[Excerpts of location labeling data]
- - - -

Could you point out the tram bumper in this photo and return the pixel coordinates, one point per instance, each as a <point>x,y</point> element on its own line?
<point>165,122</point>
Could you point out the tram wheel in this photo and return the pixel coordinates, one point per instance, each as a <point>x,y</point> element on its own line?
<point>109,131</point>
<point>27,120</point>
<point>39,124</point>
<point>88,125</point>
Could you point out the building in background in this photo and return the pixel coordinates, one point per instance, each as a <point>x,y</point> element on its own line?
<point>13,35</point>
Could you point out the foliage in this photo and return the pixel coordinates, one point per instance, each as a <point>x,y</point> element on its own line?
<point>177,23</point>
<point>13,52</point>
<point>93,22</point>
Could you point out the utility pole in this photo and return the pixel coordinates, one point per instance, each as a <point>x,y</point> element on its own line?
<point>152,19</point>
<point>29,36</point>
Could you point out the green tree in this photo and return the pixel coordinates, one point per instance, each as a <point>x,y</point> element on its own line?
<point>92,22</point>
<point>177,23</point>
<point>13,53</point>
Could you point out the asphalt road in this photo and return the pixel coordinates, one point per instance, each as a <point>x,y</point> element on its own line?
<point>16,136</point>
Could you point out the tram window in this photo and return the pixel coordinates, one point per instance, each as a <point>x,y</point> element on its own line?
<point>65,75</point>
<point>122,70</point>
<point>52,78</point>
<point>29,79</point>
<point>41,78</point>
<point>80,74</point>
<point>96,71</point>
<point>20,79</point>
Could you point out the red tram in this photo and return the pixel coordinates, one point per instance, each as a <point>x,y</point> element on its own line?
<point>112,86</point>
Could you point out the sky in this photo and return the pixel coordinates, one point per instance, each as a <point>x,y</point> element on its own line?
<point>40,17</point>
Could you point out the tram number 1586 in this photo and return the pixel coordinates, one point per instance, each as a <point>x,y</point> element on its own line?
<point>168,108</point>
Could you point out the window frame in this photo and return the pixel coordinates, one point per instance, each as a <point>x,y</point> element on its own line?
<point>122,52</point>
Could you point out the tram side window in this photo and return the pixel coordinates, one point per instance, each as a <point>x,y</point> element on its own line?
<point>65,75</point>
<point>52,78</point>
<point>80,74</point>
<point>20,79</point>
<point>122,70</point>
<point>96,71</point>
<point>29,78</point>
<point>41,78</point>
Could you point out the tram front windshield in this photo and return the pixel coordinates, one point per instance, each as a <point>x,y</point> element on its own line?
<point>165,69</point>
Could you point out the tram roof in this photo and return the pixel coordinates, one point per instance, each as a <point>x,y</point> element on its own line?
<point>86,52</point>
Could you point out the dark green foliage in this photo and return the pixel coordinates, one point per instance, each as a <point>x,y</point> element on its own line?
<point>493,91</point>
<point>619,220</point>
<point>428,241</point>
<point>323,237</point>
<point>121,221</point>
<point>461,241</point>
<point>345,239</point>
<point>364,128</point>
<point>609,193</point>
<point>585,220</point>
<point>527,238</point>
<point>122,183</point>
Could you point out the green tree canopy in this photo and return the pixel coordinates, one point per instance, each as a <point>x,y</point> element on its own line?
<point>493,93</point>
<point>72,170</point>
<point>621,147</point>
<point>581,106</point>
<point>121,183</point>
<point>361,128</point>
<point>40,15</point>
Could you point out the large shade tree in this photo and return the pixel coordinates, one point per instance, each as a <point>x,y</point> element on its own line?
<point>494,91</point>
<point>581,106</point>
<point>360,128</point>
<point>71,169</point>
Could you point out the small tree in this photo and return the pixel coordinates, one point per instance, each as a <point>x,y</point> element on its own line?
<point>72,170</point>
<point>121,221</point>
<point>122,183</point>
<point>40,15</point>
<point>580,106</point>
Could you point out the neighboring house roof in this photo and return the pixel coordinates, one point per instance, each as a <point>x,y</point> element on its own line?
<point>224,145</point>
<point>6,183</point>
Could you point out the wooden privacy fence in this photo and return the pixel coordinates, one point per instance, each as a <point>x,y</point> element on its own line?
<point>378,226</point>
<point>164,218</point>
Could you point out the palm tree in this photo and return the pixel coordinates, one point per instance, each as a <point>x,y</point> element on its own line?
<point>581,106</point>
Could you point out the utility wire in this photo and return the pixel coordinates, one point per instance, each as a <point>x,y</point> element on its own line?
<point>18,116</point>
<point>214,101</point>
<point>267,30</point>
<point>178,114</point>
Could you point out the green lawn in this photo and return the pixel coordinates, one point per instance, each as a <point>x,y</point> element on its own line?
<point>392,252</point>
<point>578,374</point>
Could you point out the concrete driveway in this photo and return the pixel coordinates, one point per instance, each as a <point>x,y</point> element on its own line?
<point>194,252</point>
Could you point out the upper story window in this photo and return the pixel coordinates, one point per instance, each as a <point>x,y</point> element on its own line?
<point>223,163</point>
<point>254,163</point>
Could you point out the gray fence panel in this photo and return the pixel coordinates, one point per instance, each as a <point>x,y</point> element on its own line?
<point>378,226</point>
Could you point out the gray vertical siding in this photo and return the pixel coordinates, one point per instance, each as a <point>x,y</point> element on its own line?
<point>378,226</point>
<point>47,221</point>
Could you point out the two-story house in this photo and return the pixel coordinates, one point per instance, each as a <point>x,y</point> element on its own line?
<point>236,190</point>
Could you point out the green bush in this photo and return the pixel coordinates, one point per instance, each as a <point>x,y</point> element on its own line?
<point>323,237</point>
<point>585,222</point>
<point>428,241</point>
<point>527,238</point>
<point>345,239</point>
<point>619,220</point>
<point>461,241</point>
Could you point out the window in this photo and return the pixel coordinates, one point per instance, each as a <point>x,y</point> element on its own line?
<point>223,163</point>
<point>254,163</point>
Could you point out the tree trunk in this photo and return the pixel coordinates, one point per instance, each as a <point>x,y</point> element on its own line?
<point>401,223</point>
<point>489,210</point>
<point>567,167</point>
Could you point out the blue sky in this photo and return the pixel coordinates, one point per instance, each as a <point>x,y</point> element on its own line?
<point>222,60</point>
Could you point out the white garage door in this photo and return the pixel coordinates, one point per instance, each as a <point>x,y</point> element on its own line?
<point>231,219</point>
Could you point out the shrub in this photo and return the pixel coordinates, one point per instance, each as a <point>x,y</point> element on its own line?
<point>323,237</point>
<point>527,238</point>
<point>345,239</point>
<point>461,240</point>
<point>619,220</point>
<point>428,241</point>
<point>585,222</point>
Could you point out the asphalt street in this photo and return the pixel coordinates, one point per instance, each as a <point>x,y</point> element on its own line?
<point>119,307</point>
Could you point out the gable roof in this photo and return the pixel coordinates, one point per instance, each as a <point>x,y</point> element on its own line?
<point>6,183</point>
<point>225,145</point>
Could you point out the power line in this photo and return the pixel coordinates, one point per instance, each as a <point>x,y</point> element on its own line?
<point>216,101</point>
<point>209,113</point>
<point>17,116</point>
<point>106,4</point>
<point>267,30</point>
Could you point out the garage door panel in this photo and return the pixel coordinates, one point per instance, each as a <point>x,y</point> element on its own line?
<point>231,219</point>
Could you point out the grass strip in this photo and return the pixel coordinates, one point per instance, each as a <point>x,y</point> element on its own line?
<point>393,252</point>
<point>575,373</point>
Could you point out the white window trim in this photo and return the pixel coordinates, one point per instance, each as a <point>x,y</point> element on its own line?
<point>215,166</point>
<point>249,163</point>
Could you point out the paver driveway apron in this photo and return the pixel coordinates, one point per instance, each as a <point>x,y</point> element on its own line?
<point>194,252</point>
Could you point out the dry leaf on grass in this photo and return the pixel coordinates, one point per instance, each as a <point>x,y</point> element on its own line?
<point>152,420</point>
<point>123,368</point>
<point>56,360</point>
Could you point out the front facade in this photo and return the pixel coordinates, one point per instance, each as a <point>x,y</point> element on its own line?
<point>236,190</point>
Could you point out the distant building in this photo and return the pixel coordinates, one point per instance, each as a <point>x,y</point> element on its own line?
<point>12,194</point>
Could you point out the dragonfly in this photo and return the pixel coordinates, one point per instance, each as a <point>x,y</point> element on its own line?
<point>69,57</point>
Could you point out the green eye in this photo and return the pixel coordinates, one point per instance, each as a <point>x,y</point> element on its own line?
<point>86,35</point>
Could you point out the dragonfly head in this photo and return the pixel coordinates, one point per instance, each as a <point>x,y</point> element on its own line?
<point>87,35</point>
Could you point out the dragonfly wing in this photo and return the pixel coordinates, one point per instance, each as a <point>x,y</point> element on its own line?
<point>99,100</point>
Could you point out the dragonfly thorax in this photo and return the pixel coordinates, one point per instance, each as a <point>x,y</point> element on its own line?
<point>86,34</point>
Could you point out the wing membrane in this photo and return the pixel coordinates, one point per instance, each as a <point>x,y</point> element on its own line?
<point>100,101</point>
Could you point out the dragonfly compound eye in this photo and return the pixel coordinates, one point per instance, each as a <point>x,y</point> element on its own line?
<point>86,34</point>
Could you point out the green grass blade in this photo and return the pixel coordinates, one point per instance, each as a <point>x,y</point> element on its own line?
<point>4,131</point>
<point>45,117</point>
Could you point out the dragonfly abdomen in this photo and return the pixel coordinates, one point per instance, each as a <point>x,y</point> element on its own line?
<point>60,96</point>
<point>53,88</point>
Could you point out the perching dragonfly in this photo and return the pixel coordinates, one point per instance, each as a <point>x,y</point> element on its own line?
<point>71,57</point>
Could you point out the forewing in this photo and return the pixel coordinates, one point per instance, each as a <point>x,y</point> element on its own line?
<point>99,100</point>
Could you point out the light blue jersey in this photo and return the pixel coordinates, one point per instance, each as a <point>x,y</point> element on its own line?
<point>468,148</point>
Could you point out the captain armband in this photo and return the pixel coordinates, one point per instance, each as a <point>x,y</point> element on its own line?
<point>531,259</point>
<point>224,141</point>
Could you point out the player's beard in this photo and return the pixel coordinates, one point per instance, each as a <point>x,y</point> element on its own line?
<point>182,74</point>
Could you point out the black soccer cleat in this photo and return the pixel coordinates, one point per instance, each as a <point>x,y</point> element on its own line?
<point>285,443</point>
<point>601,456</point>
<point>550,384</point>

- - - -

_WHAT IS EXPECTED:_
Put the lines from the start of the location labeling data through the line containing "<point>88,125</point>" into a JSON list of strings, one string per line and both ends included, leaving out any blank lines.

_ANSWER:_
[
  "Could you point out the tram bumper in this photo and return the pixel coordinates, one point per instance, each as a <point>x,y</point> element on its own line?",
  "<point>165,122</point>",
  "Could you point out the tram wheel in this photo and return the pixel coordinates, one point per instance, each as a <point>x,y</point> element on its own line?",
  "<point>109,131</point>",
  "<point>27,120</point>",
  "<point>39,124</point>",
  "<point>88,125</point>"
]